[[ Provided entries open ]]

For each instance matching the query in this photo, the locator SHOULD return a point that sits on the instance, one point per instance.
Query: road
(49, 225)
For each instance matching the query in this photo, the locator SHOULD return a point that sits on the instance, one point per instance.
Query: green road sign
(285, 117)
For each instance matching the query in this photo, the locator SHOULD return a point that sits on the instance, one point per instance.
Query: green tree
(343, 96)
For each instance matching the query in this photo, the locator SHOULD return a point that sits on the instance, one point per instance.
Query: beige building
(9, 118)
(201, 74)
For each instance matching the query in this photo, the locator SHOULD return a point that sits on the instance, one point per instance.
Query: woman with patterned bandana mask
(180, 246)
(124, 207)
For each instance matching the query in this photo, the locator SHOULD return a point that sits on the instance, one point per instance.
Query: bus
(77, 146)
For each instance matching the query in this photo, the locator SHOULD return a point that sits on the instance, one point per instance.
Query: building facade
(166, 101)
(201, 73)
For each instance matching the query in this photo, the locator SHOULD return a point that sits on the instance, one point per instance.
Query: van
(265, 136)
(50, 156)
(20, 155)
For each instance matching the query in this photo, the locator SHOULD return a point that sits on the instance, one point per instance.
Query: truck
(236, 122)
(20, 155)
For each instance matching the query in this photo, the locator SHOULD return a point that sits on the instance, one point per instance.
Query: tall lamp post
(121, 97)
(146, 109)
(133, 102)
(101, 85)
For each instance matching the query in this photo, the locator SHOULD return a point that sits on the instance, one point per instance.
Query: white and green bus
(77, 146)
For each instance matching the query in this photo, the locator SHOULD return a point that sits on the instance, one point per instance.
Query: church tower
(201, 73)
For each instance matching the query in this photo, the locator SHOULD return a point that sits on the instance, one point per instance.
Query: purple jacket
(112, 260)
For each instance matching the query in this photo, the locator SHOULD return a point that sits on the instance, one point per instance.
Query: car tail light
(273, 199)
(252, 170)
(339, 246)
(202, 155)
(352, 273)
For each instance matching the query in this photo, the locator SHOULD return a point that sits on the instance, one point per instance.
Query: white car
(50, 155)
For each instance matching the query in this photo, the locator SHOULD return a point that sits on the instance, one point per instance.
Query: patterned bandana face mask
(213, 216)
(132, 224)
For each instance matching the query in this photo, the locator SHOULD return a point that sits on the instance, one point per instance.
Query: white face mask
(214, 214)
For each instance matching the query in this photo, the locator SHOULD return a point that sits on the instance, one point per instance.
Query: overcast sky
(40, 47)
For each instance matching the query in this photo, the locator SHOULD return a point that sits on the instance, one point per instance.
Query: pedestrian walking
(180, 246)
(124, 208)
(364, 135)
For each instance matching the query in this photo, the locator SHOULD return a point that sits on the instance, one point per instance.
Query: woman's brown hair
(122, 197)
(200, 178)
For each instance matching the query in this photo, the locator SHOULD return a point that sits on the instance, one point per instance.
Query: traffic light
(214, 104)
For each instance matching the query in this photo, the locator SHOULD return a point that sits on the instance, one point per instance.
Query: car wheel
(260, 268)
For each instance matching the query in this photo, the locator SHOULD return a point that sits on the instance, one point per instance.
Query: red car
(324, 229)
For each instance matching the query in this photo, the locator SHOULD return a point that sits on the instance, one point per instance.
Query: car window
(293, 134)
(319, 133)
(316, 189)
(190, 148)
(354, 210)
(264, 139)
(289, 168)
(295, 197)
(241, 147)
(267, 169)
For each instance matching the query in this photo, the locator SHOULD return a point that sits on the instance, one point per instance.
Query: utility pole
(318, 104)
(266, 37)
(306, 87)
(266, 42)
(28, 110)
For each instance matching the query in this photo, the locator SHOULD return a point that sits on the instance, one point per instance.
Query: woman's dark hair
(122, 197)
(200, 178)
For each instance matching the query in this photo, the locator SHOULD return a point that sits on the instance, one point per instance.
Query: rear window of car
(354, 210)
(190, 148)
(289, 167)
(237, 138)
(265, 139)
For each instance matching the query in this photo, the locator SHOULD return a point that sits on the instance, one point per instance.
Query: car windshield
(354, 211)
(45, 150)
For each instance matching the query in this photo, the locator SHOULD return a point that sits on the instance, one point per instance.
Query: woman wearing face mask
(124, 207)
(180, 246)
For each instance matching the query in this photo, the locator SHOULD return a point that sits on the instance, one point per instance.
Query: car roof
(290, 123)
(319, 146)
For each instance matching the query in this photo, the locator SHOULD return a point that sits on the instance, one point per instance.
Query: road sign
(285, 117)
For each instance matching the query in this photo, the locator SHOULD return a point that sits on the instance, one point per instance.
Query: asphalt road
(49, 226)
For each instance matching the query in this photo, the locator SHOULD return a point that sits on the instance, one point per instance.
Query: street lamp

[[ Provided entries closed ]]

Could you restate every entry verbatim, please?

For each instance matching the query in this photo, the locator SHOULD return a point that sits on the instance, one point per instance.
Query: road
(49, 225)
For each instance matching the query in this photo, the locator SHOULD return a point that sits on the instance, one point per instance.
Query: green road sign
(285, 117)
For each instance matching the query in this photo, the locator SHOULD return a point that sits on the instance, one point per instance.
Query: green tree
(343, 96)
For each instance matching the query in this photo, the locator SHOULD return a point that sits on the instance, one point per instance.
Query: beige building
(9, 118)
(201, 74)
For each instance matching the query in this photo, the locator SHOULD return a point that sits on the instance, one point per instance.
Query: woman with patterned bandana mask
(180, 246)
(124, 207)
For each instance matching the query in this photo, the locator SHOULD return a point that sits on the instance, one point per instance.
Query: bus
(77, 146)
For each instance matching the query in this photo, the locator SHOULD return a point that sits on the instance, one point per instance.
Query: building facade
(166, 101)
(201, 73)
For each instance matching the query in this photo, the locator SHOULD return a point that sits on the instance, one point per instance.
Query: van
(265, 136)
(50, 156)
(20, 155)
For each instance matching the query in this photo, the locator SHOULD return a point that sits on the instance, one point per instance.
Query: truck
(236, 122)
(20, 155)
For each instance matching the query in this photo, the locator SHOULD return a point that sits on the instance, one point per instance.
Query: tall lamp post
(121, 97)
(146, 109)
(133, 102)
(101, 85)
For each instance matching the query in this photo, the locator SHOULD return a point that sits on the instance, one point per instance.
Query: white and green bus
(77, 146)
For each instance matching the query in this photo, the locator SHOULD return a point that sits on the instance, one point per instance.
Query: church tower
(201, 73)
For each instance matching the query in this photo, the locator SHOULD return a point that sits on the instance, one point per instance.
Query: purple jacket
(112, 260)
For each instance matching the query in this photo, the locator SHOULD return a point that sits on the instance, one point per instance.
Query: car tail light
(273, 199)
(252, 170)
(339, 246)
(202, 155)
(352, 273)
For each instance matching the query in this photo, the locator SHOULD return a point that sits on the instance, one point per instance.
Query: white car
(50, 155)
For each instance matching the query in this photo, the locator SHOULD return a point that sits on the instance, one point per instance.
Query: patterned bandana face mask
(213, 216)
(132, 224)
For each instance matching the query in this photo, the locator SHOULD return a point that sits on the instance, one point per instance.
Query: white face mask
(214, 214)
For each instance matching the query in this photo, the locator SHOULD return a point that sits on the instance, one point per instance.
Query: overcast sky
(40, 47)
For each instance matching the query in this photo, the locator SHOULD return a point that sits on the instance, one point per instance.
Query: pedestrian walking
(180, 246)
(124, 208)
(364, 135)
For each instance matching the query in this photo, the locator SHOULD return a point that sits on the instance, one point per instance.
Query: woman's brown hair
(122, 197)
(200, 178)
For each instance matching the query in this photo, the locator SHOULD return a point that sits on the instance, one point per instance.
Query: traffic light
(214, 104)
For each instance matching the query in this photo, the locator SHOULD return a point that sits on the instance, one point per instance.
Query: car wheel
(260, 268)
For each instance matching the query in this photo, the locator SHOULD return a point that sits on the instance, one point per instance.
Query: red car
(324, 229)
For each instance matching the query in this photo, the locator SHOULD return a point that sits on the instance, one point per instance.
Query: car window
(293, 134)
(319, 133)
(316, 189)
(190, 148)
(354, 210)
(264, 139)
(289, 168)
(295, 197)
(241, 147)
(267, 169)
For each instance matching the query in this photo, the locator SHOULD return a point that sits on the instance, one point per instance.
Query: utility pole
(318, 104)
(266, 37)
(306, 87)
(266, 42)
(28, 110)
For each instance matching the query in this photo, the locator SHOULD return a point that sits on the instance, one point per instance.
Query: woman's dark hair
(122, 197)
(200, 178)
For each instance matching the query in this photo, the locator SHOULD return a point that sits on the instance, one point per instance.
Query: rear window of car
(354, 210)
(190, 148)
(289, 167)
(237, 138)
(265, 139)
For each instance matching the query in this photo, the locator SHOULD return a point that sits on the instance, one point per instance.
Query: car windshield
(354, 211)
(45, 150)
For each instance matching the query in this photo, the locator SHOULD return a point that sits on the instance, one point per instance.
Query: woman wearing face mask
(124, 207)
(180, 246)
For each instance matching the query in this photo, the locator SHOULD return a point that sits on the instance, one point per instance.
Query: car roof
(290, 123)
(319, 146)
For each instance matching the query in this photo, the locator SHOULD return a point that sits on the instance, one point per instance.
Query: road sign
(285, 117)
For each instance matching the query in this photo, the locator SHOULD return a point that sits on the instance, one point per instance.
Query: asphalt road
(49, 226)
For each instance matching the query in this photo, the locator SHOULD return a point that sits on the instance, one point per instance.
Query: street lamp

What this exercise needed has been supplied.